▸ **The task**
Give each entry back by retyping it exactly as written.
Top of Material for this exercise
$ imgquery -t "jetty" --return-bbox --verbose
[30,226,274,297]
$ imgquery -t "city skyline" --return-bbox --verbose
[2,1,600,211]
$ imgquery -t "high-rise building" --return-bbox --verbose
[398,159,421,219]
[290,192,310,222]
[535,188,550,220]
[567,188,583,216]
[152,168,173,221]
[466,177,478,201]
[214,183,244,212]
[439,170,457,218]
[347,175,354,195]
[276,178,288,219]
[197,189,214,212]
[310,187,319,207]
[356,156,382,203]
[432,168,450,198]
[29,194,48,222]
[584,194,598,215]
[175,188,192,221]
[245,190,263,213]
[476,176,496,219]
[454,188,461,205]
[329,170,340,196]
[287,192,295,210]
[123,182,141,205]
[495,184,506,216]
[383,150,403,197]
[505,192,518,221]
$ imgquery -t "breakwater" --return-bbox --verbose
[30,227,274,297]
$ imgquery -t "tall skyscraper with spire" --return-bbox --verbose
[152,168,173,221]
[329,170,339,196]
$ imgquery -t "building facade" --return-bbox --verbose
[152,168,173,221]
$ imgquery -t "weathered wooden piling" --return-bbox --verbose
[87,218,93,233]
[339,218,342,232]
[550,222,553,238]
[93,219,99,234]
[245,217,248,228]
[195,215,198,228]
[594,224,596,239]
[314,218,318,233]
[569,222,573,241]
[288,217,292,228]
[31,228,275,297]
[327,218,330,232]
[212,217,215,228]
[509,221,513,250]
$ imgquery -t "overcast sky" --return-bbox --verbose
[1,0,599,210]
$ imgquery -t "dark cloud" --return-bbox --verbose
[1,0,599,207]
Bottom of Material for this exercise
▸ **Exercise result**
$ imgquery -t "jetty" --return-bbox --verbose
[30,226,274,297]
$ imgquery -t "city skyline" --return-bbox --verbose
[2,1,600,211]
$ imgquery -t "high-rise building" --return-bbox --verbose
[398,159,421,219]
[290,192,310,222]
[535,188,550,220]
[567,188,583,216]
[152,168,173,221]
[466,177,478,201]
[214,183,244,212]
[439,170,457,218]
[347,175,354,195]
[276,178,288,219]
[197,189,214,212]
[310,187,319,207]
[356,156,382,203]
[432,168,450,198]
[29,194,48,222]
[584,194,598,215]
[175,188,192,221]
[245,190,263,213]
[476,176,496,219]
[454,188,461,205]
[329,170,340,196]
[287,192,295,210]
[123,182,141,205]
[495,184,506,216]
[383,150,403,197]
[505,192,518,221]
$ imgquery -t "breakwater" --return-bbox --verbose
[30,227,274,297]
$ imgquery -t "tall skyscraper with spire" --return-bbox --verbose
[152,168,173,221]
[329,170,339,196]
$ imgquery -t "building facade" --return-bbox --verbose
[152,168,173,221]
$ imgquery -t "weathered wooden piling" --return-bbox --verbose
[87,218,93,233]
[339,218,342,232]
[550,222,553,238]
[93,219,99,234]
[245,217,248,228]
[195,215,198,228]
[594,224,596,239]
[314,218,318,233]
[569,222,573,241]
[288,217,292,228]
[31,228,275,297]
[327,218,330,232]
[212,217,215,228]
[509,221,513,250]
$ imgquery -t "overcast sky" --return-bbox --verbose
[1,0,599,210]
$ imgquery -t "dark cloud" --return-bbox --verbose
[1,0,599,207]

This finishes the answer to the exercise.